What’s the difference between a prebiotic and a probiotic?
Probiotics are helpful bacteria that we need for good health and wellbeing. Probiotics beneficially affect humans by improving the balance of gut flora. Supermarkets shelves are now commonly displaying products with probiotics and their popularity is gaining. With this popularity comes an increase in consumer awareness and some confusion.
What are pre and probiotics?
These terms are often used synonymously but in fact mean two different things.
- Probiotics help the gut by increasing the number of good bacteria and may help improve the body’s immune response. The World Health Organisation defines probiotics as “live microorganisms, which, when administered in adequate amounts, confer a health benefit to the host.”
- Prebiotics act as “food” and help support the good bacteria in the gut. Prebiotics are the non-digestible parts of food, classed as fibre, that help to stimulate the good bacteria to grow.
So they both benefit digestive health, they just differ in how they do this.
Where are they found?

TASK DETAILS:
Reproduce word for word the part of the article on prebiotics and probiotics between "These terms are" and "bacteria to grow.", inclusive.

MATERIAL SUPPLIED:
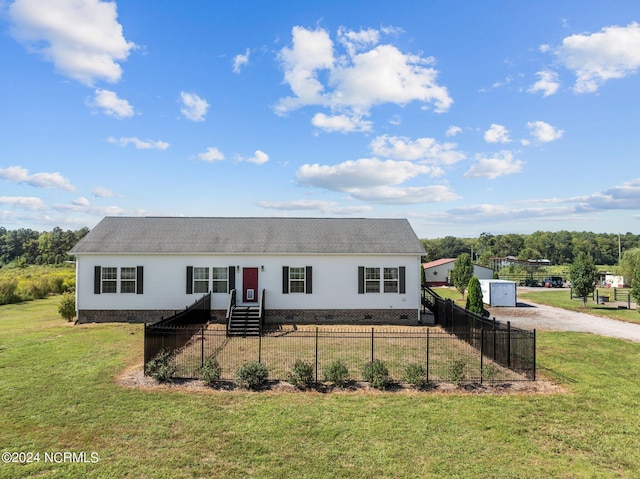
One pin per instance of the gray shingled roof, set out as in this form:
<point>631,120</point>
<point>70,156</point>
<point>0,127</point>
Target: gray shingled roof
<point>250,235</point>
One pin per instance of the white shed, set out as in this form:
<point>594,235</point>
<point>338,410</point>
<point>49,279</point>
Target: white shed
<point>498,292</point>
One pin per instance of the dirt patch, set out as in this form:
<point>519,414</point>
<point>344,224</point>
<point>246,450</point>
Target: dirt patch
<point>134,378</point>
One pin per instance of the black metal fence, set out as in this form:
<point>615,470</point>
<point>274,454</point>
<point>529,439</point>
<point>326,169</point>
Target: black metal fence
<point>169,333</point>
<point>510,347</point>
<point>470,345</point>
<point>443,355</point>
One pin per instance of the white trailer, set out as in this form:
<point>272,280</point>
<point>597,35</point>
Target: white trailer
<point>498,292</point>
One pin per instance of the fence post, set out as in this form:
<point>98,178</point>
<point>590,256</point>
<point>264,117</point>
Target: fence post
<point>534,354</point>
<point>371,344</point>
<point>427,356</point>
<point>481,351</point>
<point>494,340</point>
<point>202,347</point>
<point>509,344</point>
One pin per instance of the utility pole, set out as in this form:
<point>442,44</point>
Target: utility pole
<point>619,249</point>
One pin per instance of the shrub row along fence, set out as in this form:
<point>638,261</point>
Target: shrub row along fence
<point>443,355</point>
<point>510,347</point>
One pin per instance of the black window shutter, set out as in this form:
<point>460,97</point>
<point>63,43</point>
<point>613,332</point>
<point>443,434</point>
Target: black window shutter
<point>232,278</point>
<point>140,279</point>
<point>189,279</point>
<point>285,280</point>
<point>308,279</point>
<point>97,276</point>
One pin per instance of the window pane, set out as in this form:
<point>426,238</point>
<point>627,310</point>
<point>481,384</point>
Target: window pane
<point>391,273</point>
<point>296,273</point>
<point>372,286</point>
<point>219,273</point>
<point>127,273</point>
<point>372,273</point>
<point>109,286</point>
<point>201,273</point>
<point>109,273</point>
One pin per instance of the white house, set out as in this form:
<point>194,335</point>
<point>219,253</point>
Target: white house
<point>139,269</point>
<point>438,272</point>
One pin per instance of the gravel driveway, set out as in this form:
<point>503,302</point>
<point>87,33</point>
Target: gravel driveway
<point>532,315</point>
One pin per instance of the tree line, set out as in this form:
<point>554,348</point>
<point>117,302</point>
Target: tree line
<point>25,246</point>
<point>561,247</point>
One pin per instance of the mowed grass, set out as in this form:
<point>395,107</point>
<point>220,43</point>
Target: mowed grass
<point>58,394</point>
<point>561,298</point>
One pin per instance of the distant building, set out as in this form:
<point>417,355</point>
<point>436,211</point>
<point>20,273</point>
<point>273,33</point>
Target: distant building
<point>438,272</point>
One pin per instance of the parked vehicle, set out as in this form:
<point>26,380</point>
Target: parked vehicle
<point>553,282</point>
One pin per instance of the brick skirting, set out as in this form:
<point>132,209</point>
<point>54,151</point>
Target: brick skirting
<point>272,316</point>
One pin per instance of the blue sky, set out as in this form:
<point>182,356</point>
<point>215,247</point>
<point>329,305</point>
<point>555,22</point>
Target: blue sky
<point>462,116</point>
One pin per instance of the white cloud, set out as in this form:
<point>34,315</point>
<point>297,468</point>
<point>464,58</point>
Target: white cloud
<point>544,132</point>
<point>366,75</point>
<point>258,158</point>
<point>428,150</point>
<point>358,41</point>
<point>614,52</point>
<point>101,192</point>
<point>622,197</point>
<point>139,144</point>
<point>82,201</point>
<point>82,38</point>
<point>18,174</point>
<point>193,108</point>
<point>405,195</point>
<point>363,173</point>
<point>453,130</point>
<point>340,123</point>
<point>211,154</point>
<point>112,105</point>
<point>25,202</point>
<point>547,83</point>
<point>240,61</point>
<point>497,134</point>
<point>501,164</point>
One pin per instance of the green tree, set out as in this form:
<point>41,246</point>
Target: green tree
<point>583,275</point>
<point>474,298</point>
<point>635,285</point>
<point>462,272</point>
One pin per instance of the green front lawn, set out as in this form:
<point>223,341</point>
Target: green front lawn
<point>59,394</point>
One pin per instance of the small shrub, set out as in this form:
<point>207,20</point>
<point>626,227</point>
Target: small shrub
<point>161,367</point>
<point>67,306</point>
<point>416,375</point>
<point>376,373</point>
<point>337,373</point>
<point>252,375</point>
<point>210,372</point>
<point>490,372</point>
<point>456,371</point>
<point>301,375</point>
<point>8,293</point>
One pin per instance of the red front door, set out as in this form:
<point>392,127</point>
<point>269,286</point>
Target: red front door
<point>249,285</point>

OUTPUT BELOW:
These terms are often used synonymously but in fact mean two different things.
- Probiotics help the gut by increasing the number of good bacteria and may help improve the body’s immune response. The World Health Organisation defines probiotics as “live microorganisms, which, when administered in adequate amounts, confer a health benefit to the host.”
- Prebiotics act as “food” and help support the good bacteria in the gut. Prebiotics are the non-digestible parts of food, classed as fibre, that help to stimulate the good bacteria to grow.